-- start --

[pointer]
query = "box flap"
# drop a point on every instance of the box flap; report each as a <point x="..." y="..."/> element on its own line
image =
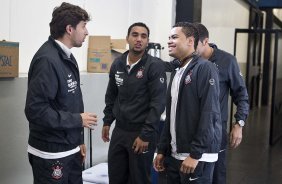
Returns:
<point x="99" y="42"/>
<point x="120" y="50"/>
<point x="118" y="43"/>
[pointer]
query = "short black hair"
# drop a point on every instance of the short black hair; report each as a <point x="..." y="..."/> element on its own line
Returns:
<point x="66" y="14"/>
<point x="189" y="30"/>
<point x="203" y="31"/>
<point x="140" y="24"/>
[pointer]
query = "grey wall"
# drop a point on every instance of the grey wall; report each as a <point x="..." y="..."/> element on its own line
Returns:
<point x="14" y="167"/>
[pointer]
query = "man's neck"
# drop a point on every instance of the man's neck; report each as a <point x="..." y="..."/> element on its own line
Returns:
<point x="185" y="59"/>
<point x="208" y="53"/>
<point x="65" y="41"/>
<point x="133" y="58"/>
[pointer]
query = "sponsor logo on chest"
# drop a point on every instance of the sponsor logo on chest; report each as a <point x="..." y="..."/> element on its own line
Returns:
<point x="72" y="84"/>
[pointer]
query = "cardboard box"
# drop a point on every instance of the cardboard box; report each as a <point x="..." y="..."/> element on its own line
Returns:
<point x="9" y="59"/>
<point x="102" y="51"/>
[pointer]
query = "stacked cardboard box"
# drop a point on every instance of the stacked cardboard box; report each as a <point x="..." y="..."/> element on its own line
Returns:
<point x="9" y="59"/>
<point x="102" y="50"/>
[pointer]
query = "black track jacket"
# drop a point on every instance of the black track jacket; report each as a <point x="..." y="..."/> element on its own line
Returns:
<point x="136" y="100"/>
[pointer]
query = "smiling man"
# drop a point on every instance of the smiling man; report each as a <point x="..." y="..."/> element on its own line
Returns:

-- end --

Objective:
Repeat the data exactly, without the pictures.

Answer for this exercise:
[pointer]
query = "box flap"
# drop a point on every instance of the box flap; report each as a <point x="..." y="..."/> element on its own line
image =
Returns:
<point x="99" y="42"/>
<point x="120" y="50"/>
<point x="118" y="43"/>
[pointer]
query = "short black hair"
# drop a point on every instance of the short black hair; report each as a <point x="..." y="..."/> element on its own line
Returns:
<point x="66" y="14"/>
<point x="189" y="30"/>
<point x="203" y="31"/>
<point x="140" y="24"/>
[pointer]
query = "grey wall"
# drop a point on every instance of the grey wall; report each as a <point x="..." y="..."/> element on its own line
Returns:
<point x="14" y="167"/>
[pointer]
query = "man's neck"
# drop a point on every instance of the man's neck; report each as a <point x="..." y="..."/> element on its own line
Returns:
<point x="185" y="59"/>
<point x="208" y="53"/>
<point x="65" y="41"/>
<point x="133" y="58"/>
[pointer]
query = "sponsor logo on chest"
# drop a point on every instance of the sponsor logo on chest; report each as a <point x="..." y="..."/> element on its own line
Returns:
<point x="72" y="84"/>
[pointer]
query = "cardboard box"
# drop a point on every instance of the cardboard box; report each as a <point x="..." y="..."/> element on its own line
Returns:
<point x="9" y="59"/>
<point x="102" y="51"/>
[pointer]
query = "stacked cardboard box"
# drop a point on every instance of the stacked cardboard box; report each as a <point x="..." y="..."/> element on its own line
Returns:
<point x="9" y="59"/>
<point x="102" y="50"/>
[pointer]
query = "black track jacket"
# drop a point on every instance of the black track jacket; report each as a <point x="..." y="..."/> element on its own line
Returns:
<point x="136" y="100"/>
[pointer]
query = "smiling man"
# drop a point on every instance of the smiling man; report each as a <point x="..." y="..."/> element on its own line
Returns:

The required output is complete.